▶ EXERCISE DIRECTIONS
Show every line below that contains the string "tangled", copying each one in full. Case counts.

— Begin TASK INPUT —

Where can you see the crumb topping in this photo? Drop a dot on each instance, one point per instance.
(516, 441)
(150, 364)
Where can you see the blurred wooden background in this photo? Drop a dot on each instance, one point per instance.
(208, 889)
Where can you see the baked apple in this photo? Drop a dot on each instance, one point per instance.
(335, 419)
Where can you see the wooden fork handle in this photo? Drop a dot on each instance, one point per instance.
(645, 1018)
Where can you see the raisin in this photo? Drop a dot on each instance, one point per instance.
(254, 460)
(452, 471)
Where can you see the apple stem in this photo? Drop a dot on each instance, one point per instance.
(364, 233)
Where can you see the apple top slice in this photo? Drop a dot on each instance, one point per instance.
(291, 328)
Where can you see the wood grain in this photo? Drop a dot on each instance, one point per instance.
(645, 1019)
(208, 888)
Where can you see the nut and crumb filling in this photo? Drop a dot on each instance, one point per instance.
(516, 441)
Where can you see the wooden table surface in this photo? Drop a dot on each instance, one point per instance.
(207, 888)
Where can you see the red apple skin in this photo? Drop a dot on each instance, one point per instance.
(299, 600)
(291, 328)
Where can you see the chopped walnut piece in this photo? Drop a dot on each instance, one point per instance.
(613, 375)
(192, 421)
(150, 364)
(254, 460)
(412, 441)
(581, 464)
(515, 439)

— End TASK INPUT —
— Begin TASK INPUT —

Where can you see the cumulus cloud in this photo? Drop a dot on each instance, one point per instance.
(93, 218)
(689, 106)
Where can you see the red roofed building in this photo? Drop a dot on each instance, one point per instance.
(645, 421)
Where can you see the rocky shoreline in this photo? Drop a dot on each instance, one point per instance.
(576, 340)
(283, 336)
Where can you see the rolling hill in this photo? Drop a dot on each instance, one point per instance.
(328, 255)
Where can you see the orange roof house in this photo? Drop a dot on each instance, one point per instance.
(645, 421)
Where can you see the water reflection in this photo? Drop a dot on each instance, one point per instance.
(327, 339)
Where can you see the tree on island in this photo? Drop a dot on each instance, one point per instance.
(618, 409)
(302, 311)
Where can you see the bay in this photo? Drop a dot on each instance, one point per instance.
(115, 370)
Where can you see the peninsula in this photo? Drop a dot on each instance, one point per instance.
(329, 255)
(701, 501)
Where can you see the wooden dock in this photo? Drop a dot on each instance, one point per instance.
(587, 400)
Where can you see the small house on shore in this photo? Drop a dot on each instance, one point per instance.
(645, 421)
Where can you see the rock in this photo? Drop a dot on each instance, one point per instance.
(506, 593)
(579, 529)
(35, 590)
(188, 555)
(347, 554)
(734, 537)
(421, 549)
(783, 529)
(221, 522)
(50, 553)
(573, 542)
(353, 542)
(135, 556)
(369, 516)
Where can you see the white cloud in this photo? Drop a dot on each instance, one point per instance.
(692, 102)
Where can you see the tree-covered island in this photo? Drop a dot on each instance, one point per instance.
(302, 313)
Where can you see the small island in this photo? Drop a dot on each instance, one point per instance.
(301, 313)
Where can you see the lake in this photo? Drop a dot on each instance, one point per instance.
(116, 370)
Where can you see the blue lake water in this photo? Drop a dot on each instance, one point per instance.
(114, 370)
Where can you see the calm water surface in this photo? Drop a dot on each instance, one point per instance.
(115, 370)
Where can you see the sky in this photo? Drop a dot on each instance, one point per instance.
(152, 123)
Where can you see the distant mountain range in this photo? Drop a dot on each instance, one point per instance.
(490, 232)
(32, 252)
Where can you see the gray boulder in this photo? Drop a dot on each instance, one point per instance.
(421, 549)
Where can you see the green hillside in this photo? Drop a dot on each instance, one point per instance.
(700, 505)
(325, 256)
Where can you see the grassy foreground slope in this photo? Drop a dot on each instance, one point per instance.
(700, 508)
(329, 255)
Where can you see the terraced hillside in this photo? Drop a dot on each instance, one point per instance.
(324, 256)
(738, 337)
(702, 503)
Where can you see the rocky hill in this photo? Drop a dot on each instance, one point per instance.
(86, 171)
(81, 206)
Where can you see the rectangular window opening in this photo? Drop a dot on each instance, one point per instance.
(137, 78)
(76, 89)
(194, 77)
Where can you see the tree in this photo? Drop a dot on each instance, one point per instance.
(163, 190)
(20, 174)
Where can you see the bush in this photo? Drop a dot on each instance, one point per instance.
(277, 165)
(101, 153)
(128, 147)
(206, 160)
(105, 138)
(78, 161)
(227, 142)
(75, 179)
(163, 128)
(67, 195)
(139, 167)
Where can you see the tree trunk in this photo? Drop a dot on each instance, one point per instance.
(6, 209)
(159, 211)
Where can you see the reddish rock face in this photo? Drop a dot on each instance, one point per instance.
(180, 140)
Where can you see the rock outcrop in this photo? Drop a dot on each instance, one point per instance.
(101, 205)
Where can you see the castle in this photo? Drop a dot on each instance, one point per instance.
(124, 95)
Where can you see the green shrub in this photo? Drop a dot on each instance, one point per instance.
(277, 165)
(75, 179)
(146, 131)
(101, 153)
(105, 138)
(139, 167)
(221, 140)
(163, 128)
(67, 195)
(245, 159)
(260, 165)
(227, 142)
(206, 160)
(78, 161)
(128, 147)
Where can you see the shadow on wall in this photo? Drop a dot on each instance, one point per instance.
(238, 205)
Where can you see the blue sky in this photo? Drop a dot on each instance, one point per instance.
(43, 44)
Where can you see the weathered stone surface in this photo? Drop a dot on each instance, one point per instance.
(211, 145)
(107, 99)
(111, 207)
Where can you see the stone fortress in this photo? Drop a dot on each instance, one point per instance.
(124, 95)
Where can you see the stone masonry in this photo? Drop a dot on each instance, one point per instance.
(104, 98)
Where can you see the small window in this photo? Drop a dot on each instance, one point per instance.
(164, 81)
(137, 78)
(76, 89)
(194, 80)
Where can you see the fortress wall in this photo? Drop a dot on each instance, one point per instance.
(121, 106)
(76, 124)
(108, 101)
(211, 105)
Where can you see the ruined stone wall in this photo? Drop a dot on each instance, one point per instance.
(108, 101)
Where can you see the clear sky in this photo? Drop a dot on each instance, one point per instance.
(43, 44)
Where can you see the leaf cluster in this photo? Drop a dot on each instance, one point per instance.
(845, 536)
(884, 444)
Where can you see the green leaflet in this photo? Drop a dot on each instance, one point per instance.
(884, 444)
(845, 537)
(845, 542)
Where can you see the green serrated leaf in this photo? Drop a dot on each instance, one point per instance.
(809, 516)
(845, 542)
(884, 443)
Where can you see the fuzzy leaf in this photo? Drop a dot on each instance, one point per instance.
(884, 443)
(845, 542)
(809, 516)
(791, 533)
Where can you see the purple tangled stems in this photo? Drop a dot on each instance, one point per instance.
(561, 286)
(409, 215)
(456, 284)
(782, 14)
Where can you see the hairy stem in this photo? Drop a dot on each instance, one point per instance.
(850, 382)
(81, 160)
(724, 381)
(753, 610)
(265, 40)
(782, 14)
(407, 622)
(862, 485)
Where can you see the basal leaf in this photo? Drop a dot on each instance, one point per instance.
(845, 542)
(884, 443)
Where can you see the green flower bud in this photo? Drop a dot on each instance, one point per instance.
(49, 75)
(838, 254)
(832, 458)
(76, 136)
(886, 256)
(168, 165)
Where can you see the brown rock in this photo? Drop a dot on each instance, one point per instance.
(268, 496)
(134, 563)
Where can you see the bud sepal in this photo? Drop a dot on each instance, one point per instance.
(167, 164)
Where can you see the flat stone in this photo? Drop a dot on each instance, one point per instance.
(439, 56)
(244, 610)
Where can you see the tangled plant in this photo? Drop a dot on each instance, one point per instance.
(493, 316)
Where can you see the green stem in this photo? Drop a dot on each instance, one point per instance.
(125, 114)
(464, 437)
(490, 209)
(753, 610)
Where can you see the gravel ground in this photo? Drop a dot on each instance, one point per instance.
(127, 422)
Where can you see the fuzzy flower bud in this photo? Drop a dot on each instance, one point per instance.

— End TASK INPUT —

▶ IN RESPONSE
Where can you see the purple tangled stems in this photo? Drop a dot on each instance, one point per instance.
Where can you see the tangled plant in this photo? Drop a dot on each instance, one point per instance.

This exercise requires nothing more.